[Object point labels]
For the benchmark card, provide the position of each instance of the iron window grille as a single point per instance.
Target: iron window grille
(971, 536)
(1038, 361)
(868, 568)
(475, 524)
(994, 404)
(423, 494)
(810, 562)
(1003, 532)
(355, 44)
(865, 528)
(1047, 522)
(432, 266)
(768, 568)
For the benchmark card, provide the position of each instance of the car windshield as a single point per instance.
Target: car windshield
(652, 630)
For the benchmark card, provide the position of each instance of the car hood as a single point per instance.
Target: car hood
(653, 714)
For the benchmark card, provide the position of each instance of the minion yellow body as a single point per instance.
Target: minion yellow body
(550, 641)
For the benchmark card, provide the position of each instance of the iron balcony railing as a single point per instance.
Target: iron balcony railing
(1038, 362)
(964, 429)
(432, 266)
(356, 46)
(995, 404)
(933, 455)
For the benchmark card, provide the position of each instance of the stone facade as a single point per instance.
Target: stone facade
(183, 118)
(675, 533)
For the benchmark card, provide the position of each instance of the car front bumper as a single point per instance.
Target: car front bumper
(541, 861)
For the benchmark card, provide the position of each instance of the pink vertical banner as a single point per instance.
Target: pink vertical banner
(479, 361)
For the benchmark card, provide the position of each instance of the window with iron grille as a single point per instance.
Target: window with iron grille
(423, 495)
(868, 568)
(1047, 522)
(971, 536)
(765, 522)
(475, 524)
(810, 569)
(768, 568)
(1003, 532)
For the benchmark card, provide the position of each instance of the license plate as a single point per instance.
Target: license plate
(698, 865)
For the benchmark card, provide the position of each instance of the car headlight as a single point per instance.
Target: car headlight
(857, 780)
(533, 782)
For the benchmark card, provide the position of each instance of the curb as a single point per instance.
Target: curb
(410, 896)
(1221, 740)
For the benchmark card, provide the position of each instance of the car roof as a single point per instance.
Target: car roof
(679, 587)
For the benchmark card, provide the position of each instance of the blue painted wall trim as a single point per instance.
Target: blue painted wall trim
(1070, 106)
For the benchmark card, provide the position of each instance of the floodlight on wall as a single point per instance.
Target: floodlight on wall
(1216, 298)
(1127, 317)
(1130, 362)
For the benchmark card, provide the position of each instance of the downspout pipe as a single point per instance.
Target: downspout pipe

*Task brief:*
Extract all of the data shown above and repeat it verbatim.

*The solution:*
For the benchmark card, provide the position of each instance of the iron window grille as a single point per instance.
Target: iron window grille
(971, 536)
(1038, 361)
(868, 568)
(475, 524)
(994, 404)
(423, 494)
(810, 562)
(1003, 532)
(355, 44)
(865, 528)
(1047, 522)
(432, 266)
(768, 568)
For the benchmark card, provide the position of each instance of the car windshield as a single point per instance.
Target: car windshield
(652, 630)
For the benchmark card, provide the position of each instance of the car hood as a single point per instance.
Target: car hood
(653, 714)
For the benchmark card, provide the position of each instance of the minion yellow body as a single point per instance.
Target: minion yellow body
(550, 641)
For the benchmark card, provide the position of each instance of the iron balcony railing as a single point per instance.
Target: iron balcony railing
(1038, 362)
(964, 429)
(432, 266)
(356, 46)
(995, 404)
(933, 455)
For the benchmark card, provide the position of each instance of the stone facade as a single point per instance.
Target: stone facade
(183, 118)
(675, 533)
For the benchmark card, provide the position of each instance of the car front bumper as a single point per instance.
Target: car front bumper
(541, 861)
For the benchmark card, provide the position of each instance of the pink vertical banner as a single point per instance.
Target: pink vertical banner
(479, 361)
For the benchmark card, provide the position of each instance of the window with iron grille as a single point per instance.
Target: window with iron grille
(423, 495)
(868, 568)
(1047, 522)
(971, 536)
(765, 522)
(475, 524)
(810, 569)
(768, 568)
(1003, 532)
For the benchmark card, provide the position of each instance of the license plate as a single point per instance.
Target: license plate
(698, 865)
For the benchmark card, provide the position of each instance of the car headlight as a single point per instance.
Target: car headlight
(857, 780)
(533, 782)
For the benchmark card, provide the position of each instance of the curb as a single point per instance.
Target: curb
(410, 896)
(1221, 740)
For the benchmark card, provide the position of each instance of the car roof as a single point per instance.
Target: car roof
(679, 587)
For the benchmark card, provide the position of each instance of the blue painted wall trim as a single point per instance.
Target: blue painted wall trim
(1070, 106)
For the benchmark card, provide the position of each instance of the floodlight on wall as a single point per instance.
Target: floodlight on wall
(1216, 298)
(1127, 317)
(1130, 362)
For the benchmark card, provide the position of each instance of the downspout pipe as a single point per instance.
Target: downspout pipe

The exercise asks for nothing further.